Stored data:
***

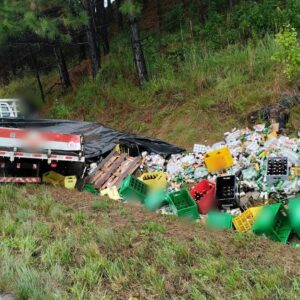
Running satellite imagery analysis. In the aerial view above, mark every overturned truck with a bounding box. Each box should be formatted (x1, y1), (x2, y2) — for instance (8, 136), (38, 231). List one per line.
(0, 127), (85, 183)
(0, 118), (184, 185)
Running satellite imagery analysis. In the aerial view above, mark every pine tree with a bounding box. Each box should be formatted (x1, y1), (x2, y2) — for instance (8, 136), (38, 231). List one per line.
(121, 0), (148, 85)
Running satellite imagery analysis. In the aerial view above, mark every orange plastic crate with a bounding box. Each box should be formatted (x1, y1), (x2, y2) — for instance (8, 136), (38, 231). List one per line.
(232, 206), (262, 232)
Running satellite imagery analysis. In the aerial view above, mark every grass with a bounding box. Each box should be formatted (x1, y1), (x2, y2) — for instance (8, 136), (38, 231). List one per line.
(0, 33), (293, 148)
(0, 185), (300, 299)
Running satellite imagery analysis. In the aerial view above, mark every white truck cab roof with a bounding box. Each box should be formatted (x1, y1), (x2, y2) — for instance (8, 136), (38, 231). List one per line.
(0, 99), (20, 118)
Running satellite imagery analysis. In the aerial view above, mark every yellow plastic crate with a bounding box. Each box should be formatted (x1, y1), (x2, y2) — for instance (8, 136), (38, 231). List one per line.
(232, 206), (262, 232)
(139, 172), (167, 190)
(204, 147), (233, 172)
(43, 171), (77, 189)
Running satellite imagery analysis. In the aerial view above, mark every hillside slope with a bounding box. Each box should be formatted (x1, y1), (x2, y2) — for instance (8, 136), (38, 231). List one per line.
(0, 35), (298, 148)
(0, 186), (300, 299)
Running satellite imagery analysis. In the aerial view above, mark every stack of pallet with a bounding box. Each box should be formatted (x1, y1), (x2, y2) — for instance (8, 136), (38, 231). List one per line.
(86, 151), (141, 190)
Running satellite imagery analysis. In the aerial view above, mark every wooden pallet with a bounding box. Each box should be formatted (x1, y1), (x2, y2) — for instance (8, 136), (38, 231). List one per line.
(87, 151), (141, 190)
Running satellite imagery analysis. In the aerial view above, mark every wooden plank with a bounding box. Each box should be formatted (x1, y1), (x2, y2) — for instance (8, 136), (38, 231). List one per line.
(94, 154), (127, 188)
(91, 155), (120, 183)
(85, 150), (117, 182)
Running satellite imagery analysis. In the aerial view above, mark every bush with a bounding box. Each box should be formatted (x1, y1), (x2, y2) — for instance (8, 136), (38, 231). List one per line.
(272, 26), (300, 80)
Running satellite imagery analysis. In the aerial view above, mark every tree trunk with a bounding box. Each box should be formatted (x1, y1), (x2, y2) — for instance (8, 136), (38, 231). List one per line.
(29, 45), (45, 103)
(129, 16), (148, 85)
(78, 34), (87, 63)
(84, 0), (101, 78)
(116, 0), (124, 30)
(53, 44), (71, 91)
(97, 0), (110, 55)
(156, 0), (161, 37)
(107, 0), (113, 21)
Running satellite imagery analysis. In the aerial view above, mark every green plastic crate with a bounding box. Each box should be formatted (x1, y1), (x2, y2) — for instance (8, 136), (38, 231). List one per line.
(167, 189), (199, 220)
(252, 203), (292, 243)
(144, 190), (168, 211)
(288, 197), (300, 237)
(119, 175), (148, 203)
(206, 211), (234, 229)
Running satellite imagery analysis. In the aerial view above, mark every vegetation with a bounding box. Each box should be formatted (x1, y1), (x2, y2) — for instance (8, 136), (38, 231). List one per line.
(273, 27), (300, 79)
(0, 0), (300, 299)
(0, 185), (300, 299)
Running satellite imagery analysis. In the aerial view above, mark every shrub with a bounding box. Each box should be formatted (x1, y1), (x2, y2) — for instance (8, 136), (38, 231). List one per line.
(272, 25), (300, 80)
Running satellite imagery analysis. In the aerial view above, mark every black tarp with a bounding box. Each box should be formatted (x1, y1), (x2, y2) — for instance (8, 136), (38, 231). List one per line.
(0, 118), (184, 159)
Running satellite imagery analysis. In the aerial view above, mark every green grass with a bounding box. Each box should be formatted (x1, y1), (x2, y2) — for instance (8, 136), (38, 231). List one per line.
(0, 185), (300, 299)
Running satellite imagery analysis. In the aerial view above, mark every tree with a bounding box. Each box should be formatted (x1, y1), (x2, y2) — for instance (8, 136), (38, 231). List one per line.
(95, 0), (110, 55)
(82, 0), (101, 78)
(121, 0), (148, 85)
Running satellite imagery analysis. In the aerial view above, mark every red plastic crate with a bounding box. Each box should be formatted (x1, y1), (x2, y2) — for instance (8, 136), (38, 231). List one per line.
(190, 179), (216, 214)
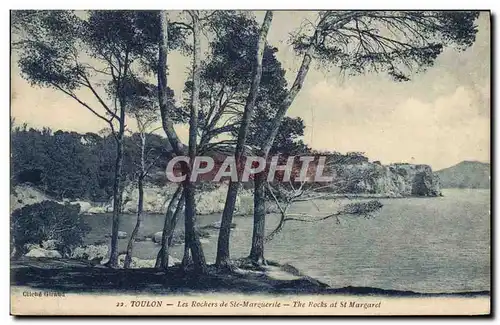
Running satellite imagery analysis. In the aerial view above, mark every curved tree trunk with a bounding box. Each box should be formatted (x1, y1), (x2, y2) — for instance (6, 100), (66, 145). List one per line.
(155, 186), (184, 269)
(215, 10), (273, 269)
(249, 173), (266, 265)
(250, 47), (313, 263)
(106, 134), (123, 268)
(183, 10), (207, 274)
(123, 175), (144, 269)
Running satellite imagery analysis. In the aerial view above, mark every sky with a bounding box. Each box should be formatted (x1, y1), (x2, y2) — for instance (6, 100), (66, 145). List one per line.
(11, 11), (490, 170)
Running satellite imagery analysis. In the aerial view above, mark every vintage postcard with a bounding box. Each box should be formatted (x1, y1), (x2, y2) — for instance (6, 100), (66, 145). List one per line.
(10, 10), (492, 316)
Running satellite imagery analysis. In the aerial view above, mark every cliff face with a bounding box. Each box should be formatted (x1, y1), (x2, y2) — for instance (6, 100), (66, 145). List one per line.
(332, 162), (441, 197)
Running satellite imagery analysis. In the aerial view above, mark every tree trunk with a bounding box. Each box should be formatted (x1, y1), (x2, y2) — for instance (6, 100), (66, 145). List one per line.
(158, 10), (184, 156)
(215, 10), (273, 269)
(123, 175), (144, 269)
(123, 132), (146, 269)
(106, 134), (123, 268)
(249, 173), (266, 264)
(156, 185), (184, 269)
(184, 182), (207, 274)
(184, 10), (207, 274)
(250, 43), (313, 263)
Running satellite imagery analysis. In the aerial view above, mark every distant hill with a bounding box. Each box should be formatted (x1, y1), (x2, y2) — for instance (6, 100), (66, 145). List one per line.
(435, 161), (491, 188)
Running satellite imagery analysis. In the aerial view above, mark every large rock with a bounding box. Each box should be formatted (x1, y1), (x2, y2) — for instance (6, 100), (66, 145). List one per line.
(200, 221), (236, 229)
(70, 201), (92, 213)
(332, 162), (441, 197)
(71, 244), (109, 262)
(118, 254), (181, 269)
(25, 247), (62, 258)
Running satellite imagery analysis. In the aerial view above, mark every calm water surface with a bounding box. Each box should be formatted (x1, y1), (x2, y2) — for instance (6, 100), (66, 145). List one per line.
(82, 189), (490, 292)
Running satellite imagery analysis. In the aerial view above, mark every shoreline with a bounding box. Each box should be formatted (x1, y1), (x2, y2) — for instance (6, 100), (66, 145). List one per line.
(10, 258), (491, 298)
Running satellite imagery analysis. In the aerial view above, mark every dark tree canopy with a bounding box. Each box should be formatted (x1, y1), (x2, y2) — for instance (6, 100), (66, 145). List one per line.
(291, 11), (479, 81)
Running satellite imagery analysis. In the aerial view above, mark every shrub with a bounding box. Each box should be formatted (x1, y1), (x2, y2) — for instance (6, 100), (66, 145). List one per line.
(11, 201), (90, 256)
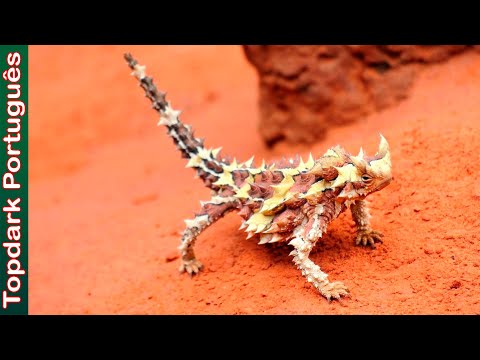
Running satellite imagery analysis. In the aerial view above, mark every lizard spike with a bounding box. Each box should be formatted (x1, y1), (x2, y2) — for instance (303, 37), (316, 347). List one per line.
(376, 134), (389, 158)
(243, 156), (255, 168)
(297, 157), (305, 170)
(269, 233), (283, 243)
(357, 146), (364, 159)
(305, 153), (315, 169)
(263, 223), (280, 234)
(255, 224), (267, 234)
(212, 147), (222, 158)
(183, 219), (195, 228)
(258, 234), (273, 245)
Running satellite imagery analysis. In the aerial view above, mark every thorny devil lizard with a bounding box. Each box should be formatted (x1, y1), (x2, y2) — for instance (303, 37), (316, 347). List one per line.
(125, 54), (392, 301)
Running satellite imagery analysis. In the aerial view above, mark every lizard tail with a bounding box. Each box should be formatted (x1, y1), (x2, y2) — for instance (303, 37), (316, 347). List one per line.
(124, 54), (229, 191)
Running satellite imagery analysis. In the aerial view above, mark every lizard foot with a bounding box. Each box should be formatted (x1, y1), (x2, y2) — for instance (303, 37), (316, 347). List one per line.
(179, 259), (203, 276)
(318, 281), (349, 301)
(355, 230), (383, 249)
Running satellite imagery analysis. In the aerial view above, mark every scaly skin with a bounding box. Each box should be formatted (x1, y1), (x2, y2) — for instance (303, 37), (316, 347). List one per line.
(125, 54), (392, 301)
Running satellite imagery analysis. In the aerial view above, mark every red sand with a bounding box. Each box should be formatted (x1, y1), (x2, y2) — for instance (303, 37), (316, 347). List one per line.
(29, 46), (480, 314)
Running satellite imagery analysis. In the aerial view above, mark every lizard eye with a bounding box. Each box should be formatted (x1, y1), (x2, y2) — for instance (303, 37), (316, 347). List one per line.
(362, 174), (372, 183)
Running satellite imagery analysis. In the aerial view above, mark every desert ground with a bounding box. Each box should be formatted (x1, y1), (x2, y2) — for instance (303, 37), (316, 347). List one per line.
(29, 46), (480, 315)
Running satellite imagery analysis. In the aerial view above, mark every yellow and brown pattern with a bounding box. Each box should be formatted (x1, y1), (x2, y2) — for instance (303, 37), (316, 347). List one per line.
(125, 54), (393, 300)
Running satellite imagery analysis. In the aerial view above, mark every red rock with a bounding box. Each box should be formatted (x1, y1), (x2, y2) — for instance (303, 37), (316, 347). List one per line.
(243, 45), (467, 145)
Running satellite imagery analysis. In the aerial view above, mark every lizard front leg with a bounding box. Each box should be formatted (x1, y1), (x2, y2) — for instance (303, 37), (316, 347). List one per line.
(178, 196), (236, 276)
(289, 208), (348, 301)
(350, 200), (383, 249)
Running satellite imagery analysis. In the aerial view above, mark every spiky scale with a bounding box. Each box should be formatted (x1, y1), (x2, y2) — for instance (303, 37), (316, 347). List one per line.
(125, 54), (392, 300)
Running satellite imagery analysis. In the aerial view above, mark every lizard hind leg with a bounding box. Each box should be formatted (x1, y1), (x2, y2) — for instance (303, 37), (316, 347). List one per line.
(178, 196), (236, 276)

***

Aim of the exercise: Quote the material exactly as it appears, starting at the line containing "every lizard eye" and ending at the line containing "(125, 54), (393, 300)", with both of those lines included.

Written response:
Running satellite imagery analysis. In the aerial view above, mark every lizard eye with a bounding box. Each box should be formatted (x1, y1), (x2, y2) — for instance (303, 37), (316, 347). List one per line.
(362, 174), (372, 183)
Running satellite imagery analysis. In the aerial view above, mark every desert ground with a bounding box. Each box should be formatted (x1, y1), (x2, y2) — for instance (303, 37), (316, 347). List one per line.
(29, 46), (480, 315)
Running satellite imagery analysis. In the aerial view above, mark every yellow and brown pattern with a bounding box. Each box should be formatted (x1, y1), (x2, y2) — for instance (303, 37), (316, 347). List one per line.
(125, 54), (393, 300)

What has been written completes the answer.